Quote the items below word for word, from the line containing "Target: ceiling-mounted projector" through the end of the items.

************

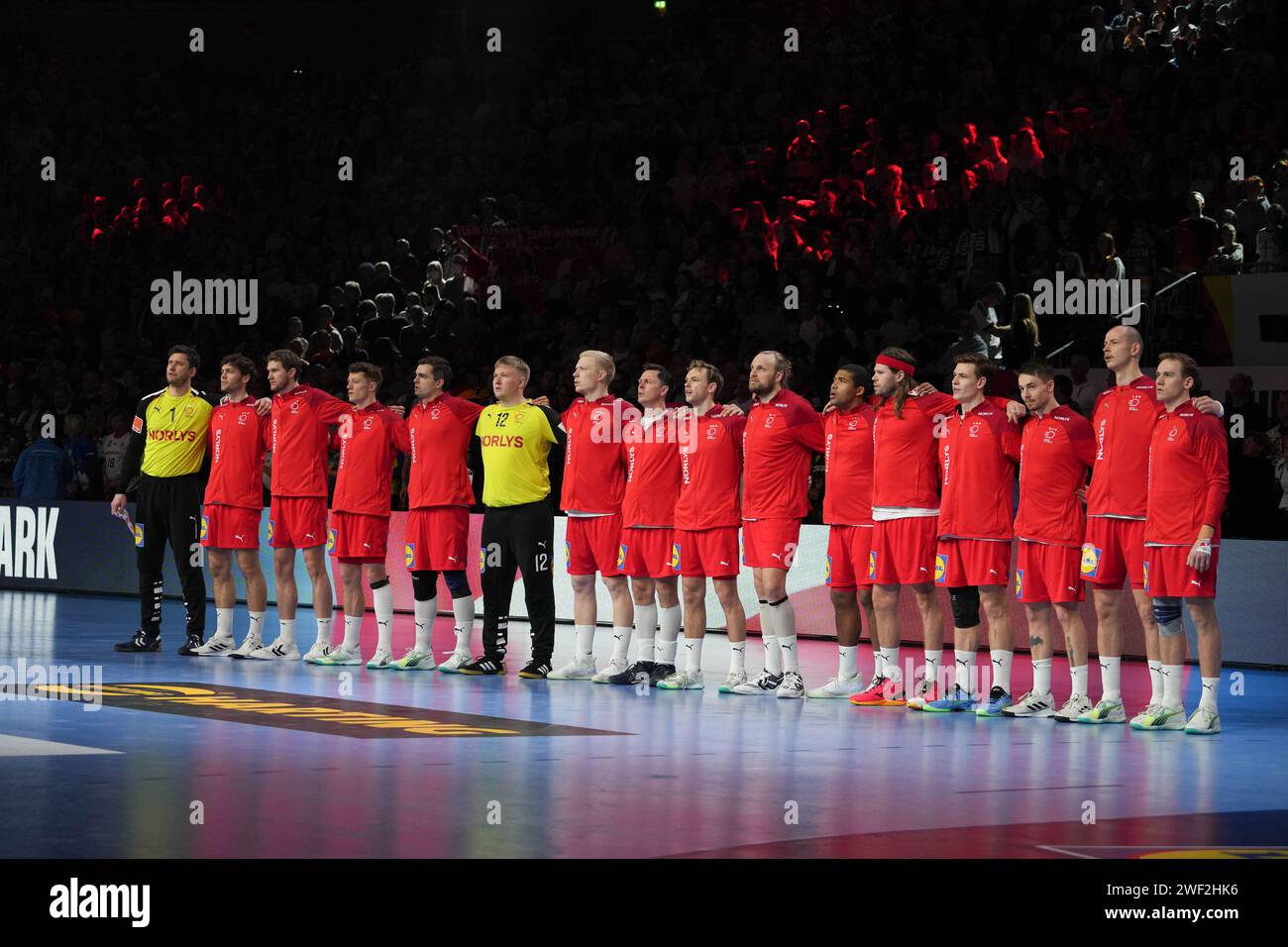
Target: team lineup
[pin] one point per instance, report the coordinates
(919, 493)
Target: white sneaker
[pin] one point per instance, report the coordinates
(578, 669)
(277, 651)
(219, 644)
(763, 684)
(342, 655)
(838, 686)
(613, 667)
(317, 652)
(732, 681)
(452, 665)
(1031, 705)
(1076, 706)
(793, 685)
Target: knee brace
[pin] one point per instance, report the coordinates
(424, 583)
(965, 599)
(1167, 616)
(458, 583)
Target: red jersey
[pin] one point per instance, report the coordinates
(778, 445)
(1188, 476)
(848, 466)
(709, 468)
(439, 433)
(1122, 424)
(297, 438)
(978, 453)
(369, 438)
(652, 472)
(1056, 450)
(593, 467)
(236, 442)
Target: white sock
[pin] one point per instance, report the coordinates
(585, 642)
(645, 629)
(1111, 682)
(1210, 685)
(352, 630)
(1078, 678)
(694, 652)
(738, 656)
(1001, 669)
(257, 625)
(463, 611)
(621, 643)
(382, 599)
(1155, 682)
(1042, 676)
(1172, 684)
(425, 612)
(890, 664)
(848, 663)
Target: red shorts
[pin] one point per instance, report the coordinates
(1115, 549)
(849, 557)
(230, 527)
(357, 538)
(706, 553)
(645, 553)
(591, 544)
(1167, 577)
(437, 539)
(769, 543)
(973, 562)
(1048, 574)
(903, 551)
(296, 522)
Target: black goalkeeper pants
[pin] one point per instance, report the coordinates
(518, 538)
(168, 513)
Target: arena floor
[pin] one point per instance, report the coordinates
(513, 768)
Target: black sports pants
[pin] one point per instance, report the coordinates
(168, 510)
(518, 538)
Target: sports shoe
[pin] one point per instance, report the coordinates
(413, 660)
(1076, 706)
(660, 673)
(219, 644)
(342, 655)
(610, 671)
(1162, 718)
(578, 669)
(140, 643)
(454, 663)
(880, 692)
(732, 681)
(682, 681)
(314, 655)
(640, 671)
(997, 701)
(838, 686)
(954, 699)
(1031, 705)
(277, 651)
(1205, 722)
(1106, 711)
(763, 684)
(793, 685)
(483, 665)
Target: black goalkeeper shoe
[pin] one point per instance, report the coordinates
(140, 643)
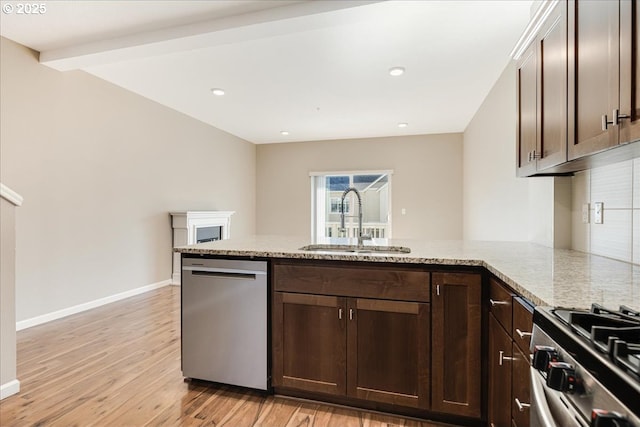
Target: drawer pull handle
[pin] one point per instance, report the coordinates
(522, 406)
(523, 334)
(502, 358)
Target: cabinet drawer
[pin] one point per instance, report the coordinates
(522, 324)
(520, 388)
(500, 303)
(364, 281)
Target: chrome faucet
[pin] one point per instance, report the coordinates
(361, 237)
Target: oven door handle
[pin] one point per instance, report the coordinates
(542, 413)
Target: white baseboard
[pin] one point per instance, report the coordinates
(38, 320)
(175, 279)
(9, 389)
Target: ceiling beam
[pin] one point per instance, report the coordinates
(233, 29)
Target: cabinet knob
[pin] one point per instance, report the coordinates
(533, 155)
(522, 406)
(617, 116)
(502, 358)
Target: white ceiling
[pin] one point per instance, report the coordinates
(318, 69)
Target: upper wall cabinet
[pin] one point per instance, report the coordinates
(585, 55)
(601, 75)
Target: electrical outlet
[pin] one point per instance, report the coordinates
(585, 213)
(598, 213)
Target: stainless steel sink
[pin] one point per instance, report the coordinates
(356, 249)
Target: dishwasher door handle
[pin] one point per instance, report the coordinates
(227, 273)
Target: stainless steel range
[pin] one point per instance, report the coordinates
(586, 367)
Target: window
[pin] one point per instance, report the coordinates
(327, 189)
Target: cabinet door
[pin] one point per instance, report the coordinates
(388, 352)
(309, 342)
(552, 89)
(456, 359)
(629, 71)
(499, 375)
(593, 75)
(520, 387)
(527, 135)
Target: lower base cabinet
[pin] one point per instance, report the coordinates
(375, 350)
(510, 326)
(310, 347)
(499, 412)
(456, 344)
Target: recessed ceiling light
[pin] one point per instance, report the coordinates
(396, 71)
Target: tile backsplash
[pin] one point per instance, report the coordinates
(617, 186)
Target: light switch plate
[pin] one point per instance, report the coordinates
(585, 213)
(598, 217)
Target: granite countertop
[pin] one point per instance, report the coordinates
(551, 277)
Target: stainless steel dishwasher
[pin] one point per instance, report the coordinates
(224, 321)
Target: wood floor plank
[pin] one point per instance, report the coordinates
(119, 365)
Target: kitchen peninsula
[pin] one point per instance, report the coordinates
(408, 332)
(545, 276)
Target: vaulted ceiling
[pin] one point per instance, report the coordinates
(316, 69)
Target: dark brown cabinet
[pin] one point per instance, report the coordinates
(594, 75)
(310, 346)
(510, 325)
(388, 352)
(456, 386)
(499, 412)
(578, 92)
(346, 345)
(629, 71)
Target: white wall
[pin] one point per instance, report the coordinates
(427, 182)
(100, 168)
(618, 187)
(8, 383)
(497, 204)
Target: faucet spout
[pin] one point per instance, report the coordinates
(342, 215)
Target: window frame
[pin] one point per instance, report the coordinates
(318, 204)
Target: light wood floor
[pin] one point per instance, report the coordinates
(119, 365)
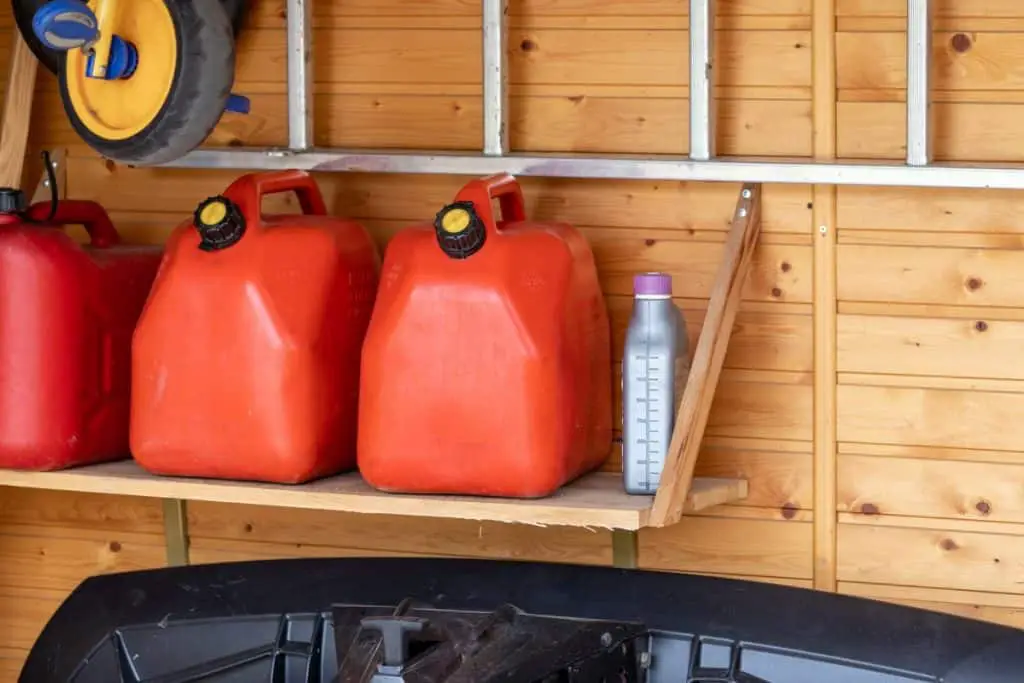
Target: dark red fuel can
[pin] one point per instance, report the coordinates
(67, 315)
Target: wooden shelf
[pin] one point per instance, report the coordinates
(596, 500)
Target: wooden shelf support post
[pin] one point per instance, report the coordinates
(175, 531)
(625, 549)
(16, 112)
(670, 502)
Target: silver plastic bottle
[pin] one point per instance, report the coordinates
(655, 366)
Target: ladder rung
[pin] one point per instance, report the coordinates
(701, 80)
(920, 126)
(300, 90)
(496, 137)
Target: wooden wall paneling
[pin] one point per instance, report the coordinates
(824, 224)
(929, 449)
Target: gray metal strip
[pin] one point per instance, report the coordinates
(496, 135)
(702, 113)
(798, 171)
(920, 124)
(300, 84)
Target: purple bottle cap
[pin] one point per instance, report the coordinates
(652, 284)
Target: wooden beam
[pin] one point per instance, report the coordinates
(596, 501)
(677, 477)
(16, 112)
(823, 58)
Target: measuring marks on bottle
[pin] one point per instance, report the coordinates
(649, 422)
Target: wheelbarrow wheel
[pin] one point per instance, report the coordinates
(176, 94)
(51, 59)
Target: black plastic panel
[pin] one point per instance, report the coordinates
(275, 621)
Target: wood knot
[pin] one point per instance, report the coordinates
(961, 42)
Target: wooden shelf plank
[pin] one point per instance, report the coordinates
(594, 501)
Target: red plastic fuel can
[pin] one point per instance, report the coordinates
(67, 316)
(486, 368)
(246, 359)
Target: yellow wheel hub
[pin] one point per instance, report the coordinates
(121, 109)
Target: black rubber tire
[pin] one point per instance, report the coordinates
(52, 59)
(202, 83)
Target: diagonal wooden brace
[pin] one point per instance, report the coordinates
(670, 502)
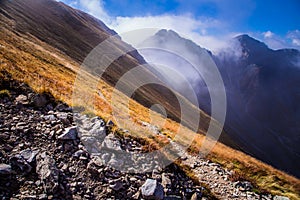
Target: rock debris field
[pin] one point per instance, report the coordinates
(48, 152)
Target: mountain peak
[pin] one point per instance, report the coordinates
(250, 43)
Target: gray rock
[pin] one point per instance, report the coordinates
(243, 185)
(112, 143)
(69, 134)
(151, 189)
(98, 129)
(78, 153)
(116, 186)
(110, 123)
(47, 171)
(196, 196)
(29, 155)
(5, 169)
(165, 181)
(21, 99)
(280, 198)
(19, 162)
(49, 117)
(39, 100)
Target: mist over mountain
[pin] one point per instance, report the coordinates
(262, 88)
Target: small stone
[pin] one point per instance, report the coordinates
(5, 169)
(78, 153)
(196, 196)
(165, 181)
(151, 189)
(116, 186)
(69, 134)
(280, 198)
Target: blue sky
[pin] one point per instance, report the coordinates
(208, 22)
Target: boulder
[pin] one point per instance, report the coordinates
(21, 99)
(47, 171)
(151, 189)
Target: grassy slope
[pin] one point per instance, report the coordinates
(46, 69)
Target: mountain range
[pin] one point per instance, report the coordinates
(262, 89)
(44, 43)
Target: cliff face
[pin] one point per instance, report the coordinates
(262, 88)
(76, 34)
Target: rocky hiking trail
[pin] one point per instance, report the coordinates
(48, 152)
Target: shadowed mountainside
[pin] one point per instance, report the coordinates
(262, 88)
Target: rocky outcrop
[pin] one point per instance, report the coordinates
(50, 153)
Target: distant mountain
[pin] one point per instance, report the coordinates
(76, 33)
(263, 93)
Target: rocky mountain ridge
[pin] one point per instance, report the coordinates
(44, 156)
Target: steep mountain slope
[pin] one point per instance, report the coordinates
(75, 34)
(263, 91)
(51, 64)
(262, 87)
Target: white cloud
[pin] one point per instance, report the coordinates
(95, 8)
(187, 26)
(268, 34)
(206, 32)
(295, 37)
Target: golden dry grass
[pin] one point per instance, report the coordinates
(44, 68)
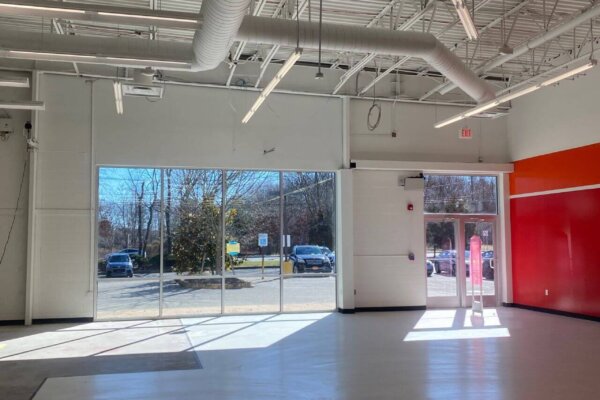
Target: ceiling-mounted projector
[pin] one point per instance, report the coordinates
(139, 90)
(143, 85)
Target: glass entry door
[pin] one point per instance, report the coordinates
(447, 247)
(484, 230)
(443, 270)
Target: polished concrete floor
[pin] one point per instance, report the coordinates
(437, 354)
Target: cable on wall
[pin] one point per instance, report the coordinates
(12, 224)
(319, 74)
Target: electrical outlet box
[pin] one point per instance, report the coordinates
(6, 126)
(414, 184)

************

§ **Full output**:
Target: ceiling-mounted projector
[pin] one point per instance, report the coordinates
(139, 90)
(143, 85)
Target: glass entry door
[pin] one point per instance, report the coordinates
(447, 247)
(484, 230)
(443, 270)
Target: polished concrete floor
[pin] one point per instance, report the coordinates
(437, 354)
Target: cable on wall
[pin] one point per instance, report the coordinates
(12, 224)
(319, 74)
Target: electrical outlet box
[pin] one point per instance, report the coordinates
(6, 126)
(414, 184)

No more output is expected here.